Source text START

San Diego: Frye & Smith, 1923. First edition. Hardcover. This is an inscribed first edition of the autobiography of a major figure in the development of San Diego, California – William Kettner. This was evidently a presentation copy for a close friend. The recto of the blank leaf preceding the frontispiece is inscribed, somewhat cryptically, in black ink in three lines: “To friend Hugh, | with fond memories of “Ad blubbing" [?] | William Kettner”.
The book is bound in blue buckram, with gilt-stamped print on the front cover and spine, the contents bound with gold and blue head and tail bands, tan endpapers, and untrimmed fore edges. Condition approaches very good, the binding square and sound with minor shelf wear to extremities, the contents with moderate spotting, light and intermittent throughout, prominent only to the first and final leaves.

Source text END
Data extracts START

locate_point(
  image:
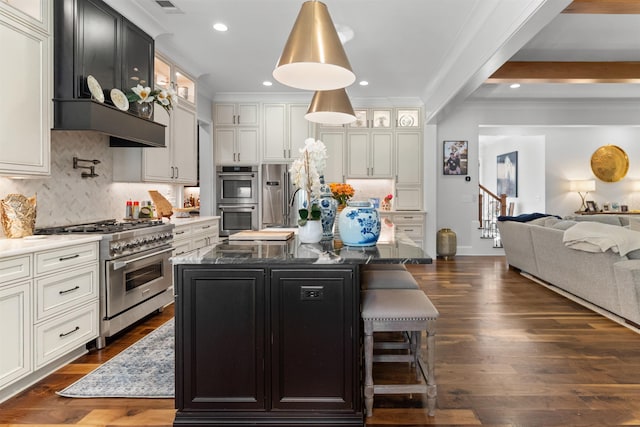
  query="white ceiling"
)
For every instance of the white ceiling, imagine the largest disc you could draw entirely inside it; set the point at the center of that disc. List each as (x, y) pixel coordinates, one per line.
(433, 51)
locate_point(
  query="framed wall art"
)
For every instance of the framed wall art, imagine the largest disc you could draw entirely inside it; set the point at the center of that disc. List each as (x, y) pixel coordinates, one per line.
(507, 174)
(455, 160)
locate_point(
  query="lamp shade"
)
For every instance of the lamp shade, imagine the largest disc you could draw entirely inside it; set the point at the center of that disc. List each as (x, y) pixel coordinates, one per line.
(313, 57)
(331, 107)
(583, 186)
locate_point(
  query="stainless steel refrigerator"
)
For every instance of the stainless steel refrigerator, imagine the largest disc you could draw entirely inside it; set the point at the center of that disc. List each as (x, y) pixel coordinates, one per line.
(279, 197)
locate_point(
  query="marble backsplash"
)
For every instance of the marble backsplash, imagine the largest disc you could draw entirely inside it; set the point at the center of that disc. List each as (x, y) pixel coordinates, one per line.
(67, 198)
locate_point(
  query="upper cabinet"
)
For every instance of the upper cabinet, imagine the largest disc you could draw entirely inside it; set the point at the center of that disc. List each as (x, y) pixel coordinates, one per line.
(379, 118)
(27, 46)
(285, 131)
(93, 39)
(242, 114)
(177, 162)
(408, 118)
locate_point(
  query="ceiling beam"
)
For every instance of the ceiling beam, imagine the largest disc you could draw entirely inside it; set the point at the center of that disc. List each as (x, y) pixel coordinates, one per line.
(623, 7)
(567, 72)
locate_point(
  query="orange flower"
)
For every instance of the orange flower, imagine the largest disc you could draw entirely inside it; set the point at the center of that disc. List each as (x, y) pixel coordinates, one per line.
(341, 192)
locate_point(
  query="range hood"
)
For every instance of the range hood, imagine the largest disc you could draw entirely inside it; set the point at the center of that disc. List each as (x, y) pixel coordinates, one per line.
(124, 128)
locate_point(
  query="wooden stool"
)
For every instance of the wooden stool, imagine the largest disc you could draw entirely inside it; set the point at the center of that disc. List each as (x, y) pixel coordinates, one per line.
(389, 310)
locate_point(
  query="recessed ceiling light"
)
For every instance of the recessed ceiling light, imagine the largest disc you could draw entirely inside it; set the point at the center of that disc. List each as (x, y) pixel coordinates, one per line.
(219, 26)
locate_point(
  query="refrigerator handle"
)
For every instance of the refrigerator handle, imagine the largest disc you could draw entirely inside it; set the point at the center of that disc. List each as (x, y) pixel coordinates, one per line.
(285, 197)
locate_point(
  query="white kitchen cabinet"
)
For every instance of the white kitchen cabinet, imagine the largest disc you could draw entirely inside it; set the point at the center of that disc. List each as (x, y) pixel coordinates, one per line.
(240, 114)
(369, 154)
(408, 118)
(15, 332)
(409, 175)
(285, 129)
(236, 145)
(25, 144)
(373, 118)
(48, 310)
(177, 162)
(334, 141)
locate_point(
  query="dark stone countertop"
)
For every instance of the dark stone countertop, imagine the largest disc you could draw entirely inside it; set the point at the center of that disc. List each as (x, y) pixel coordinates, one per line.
(392, 248)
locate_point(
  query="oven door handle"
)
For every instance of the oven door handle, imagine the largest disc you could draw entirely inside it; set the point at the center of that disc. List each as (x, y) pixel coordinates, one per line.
(117, 265)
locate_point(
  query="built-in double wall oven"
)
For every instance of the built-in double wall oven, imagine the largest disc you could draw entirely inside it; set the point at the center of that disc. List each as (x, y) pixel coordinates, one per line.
(237, 198)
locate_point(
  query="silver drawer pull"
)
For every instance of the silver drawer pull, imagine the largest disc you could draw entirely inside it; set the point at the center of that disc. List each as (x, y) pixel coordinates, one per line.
(62, 335)
(69, 290)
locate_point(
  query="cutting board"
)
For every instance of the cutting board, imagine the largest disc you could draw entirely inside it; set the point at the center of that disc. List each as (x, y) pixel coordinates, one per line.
(261, 235)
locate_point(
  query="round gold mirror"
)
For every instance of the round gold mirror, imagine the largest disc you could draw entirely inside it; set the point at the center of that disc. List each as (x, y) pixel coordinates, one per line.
(609, 163)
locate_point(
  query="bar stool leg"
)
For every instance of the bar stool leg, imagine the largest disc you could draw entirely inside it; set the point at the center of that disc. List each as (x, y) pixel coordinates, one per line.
(432, 390)
(368, 363)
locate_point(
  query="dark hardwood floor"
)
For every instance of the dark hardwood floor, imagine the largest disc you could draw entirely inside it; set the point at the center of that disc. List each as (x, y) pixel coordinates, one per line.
(510, 352)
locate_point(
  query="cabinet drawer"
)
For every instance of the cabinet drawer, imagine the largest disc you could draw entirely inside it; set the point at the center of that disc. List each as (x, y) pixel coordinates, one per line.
(14, 268)
(58, 336)
(63, 291)
(182, 247)
(408, 218)
(182, 232)
(64, 258)
(411, 230)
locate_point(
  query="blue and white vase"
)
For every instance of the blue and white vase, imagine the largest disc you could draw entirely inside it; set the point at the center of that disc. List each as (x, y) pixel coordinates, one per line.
(359, 224)
(328, 206)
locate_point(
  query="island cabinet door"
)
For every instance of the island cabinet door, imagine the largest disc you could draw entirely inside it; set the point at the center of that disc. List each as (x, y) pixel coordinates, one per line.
(220, 346)
(315, 339)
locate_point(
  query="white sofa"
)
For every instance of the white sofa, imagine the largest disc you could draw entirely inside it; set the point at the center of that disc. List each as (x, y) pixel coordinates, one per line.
(605, 279)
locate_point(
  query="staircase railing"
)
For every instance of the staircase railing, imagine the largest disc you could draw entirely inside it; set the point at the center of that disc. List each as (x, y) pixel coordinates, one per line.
(490, 207)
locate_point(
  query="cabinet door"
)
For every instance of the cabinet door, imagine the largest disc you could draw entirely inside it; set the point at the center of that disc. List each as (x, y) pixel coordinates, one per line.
(247, 145)
(334, 141)
(157, 161)
(225, 114)
(358, 154)
(299, 129)
(220, 320)
(25, 114)
(185, 146)
(137, 60)
(381, 155)
(275, 146)
(225, 140)
(313, 348)
(408, 158)
(98, 51)
(15, 332)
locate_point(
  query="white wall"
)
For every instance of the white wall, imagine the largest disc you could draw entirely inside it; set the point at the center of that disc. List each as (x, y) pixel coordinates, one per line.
(572, 131)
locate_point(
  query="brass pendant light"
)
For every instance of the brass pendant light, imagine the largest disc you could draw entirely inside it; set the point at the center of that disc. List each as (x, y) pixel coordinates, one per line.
(313, 57)
(331, 107)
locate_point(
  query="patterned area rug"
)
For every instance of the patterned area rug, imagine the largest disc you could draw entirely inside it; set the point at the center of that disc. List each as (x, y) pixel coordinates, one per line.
(144, 370)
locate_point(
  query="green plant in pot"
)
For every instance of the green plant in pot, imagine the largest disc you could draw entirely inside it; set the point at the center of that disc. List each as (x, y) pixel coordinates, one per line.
(304, 215)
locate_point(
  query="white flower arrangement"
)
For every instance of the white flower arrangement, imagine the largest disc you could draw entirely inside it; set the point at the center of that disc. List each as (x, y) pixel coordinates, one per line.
(166, 98)
(307, 169)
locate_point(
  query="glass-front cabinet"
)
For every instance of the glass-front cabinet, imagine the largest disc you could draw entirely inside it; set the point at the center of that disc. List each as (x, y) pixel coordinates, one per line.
(167, 75)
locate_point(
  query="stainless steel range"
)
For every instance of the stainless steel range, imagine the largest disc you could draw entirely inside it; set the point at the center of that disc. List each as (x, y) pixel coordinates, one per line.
(135, 271)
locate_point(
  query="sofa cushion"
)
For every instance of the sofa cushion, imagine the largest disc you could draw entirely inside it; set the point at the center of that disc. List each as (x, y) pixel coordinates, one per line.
(563, 224)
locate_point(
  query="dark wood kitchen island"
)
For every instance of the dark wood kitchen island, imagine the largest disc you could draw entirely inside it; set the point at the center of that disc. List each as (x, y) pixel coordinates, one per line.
(268, 333)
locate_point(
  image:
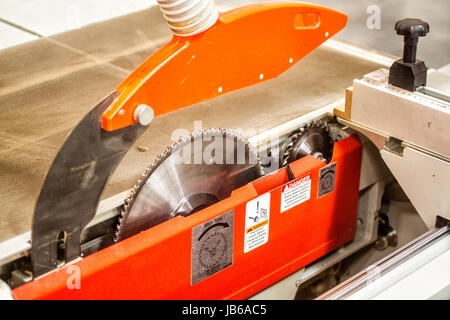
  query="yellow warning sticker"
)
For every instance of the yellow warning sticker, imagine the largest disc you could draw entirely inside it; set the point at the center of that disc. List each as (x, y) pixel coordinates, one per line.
(257, 215)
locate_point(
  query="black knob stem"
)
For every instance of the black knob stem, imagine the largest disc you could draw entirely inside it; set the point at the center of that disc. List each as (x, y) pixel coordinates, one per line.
(411, 29)
(409, 73)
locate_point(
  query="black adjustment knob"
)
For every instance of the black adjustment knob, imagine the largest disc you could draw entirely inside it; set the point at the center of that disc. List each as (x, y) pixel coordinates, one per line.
(409, 73)
(412, 29)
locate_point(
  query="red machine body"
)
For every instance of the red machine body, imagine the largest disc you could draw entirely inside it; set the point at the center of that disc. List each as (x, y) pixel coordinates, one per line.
(157, 263)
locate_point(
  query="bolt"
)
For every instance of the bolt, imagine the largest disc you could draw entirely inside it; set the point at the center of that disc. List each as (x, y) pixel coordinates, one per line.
(143, 114)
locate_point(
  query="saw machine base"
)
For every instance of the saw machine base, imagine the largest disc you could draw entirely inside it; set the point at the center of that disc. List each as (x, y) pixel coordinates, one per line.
(227, 246)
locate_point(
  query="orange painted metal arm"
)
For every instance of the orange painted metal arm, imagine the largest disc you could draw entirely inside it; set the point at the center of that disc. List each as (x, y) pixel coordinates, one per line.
(247, 45)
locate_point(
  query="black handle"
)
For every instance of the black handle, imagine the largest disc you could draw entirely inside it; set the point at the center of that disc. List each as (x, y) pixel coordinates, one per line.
(411, 29)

Data extracts END

# Instructions for the task
From the sentence in the book description that begins "The book is bound in blue buckram," list every physical feature given for the volume.

# Exercise output
- Bound in blue buckram
- Gilt-stamped print on the front cover and spine
- Gold and blue head and tail bands
- Tan endpapers
- Untrimmed fore edges